# Assignment:
Having found the line that contains "Target: area rug", please retype only it and every line after it up to the end of the entries, exactly as written.

Items listed in a dataset:
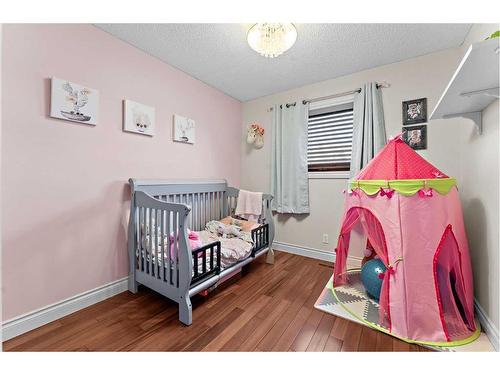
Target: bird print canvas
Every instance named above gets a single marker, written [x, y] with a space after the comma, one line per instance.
[73, 102]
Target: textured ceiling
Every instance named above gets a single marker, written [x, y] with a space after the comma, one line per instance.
[219, 55]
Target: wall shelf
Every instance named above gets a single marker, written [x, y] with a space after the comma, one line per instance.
[473, 86]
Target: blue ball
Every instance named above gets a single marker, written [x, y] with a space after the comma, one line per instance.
[370, 277]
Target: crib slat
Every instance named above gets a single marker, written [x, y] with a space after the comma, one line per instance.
[150, 240]
[141, 238]
[195, 265]
[162, 234]
[204, 260]
[176, 250]
[169, 246]
[137, 256]
[211, 258]
[158, 244]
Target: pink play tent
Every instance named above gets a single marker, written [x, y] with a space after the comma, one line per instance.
[411, 215]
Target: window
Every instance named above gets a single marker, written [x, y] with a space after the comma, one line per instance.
[329, 138]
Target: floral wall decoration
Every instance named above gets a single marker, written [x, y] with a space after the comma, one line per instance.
[255, 135]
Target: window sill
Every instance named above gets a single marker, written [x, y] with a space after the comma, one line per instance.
[344, 175]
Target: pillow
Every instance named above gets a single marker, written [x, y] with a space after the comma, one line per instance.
[245, 225]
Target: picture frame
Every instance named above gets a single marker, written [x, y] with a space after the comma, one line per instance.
[138, 118]
[71, 101]
[184, 129]
[414, 111]
[415, 136]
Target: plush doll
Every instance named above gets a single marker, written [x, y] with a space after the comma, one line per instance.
[369, 254]
[228, 230]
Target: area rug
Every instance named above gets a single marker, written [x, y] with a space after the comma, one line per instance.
[355, 299]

# Answer for the task:
Target: area rug
Every instance named above gets a single marker, written [x, y] with a space after the comma, one line per instance.
[355, 299]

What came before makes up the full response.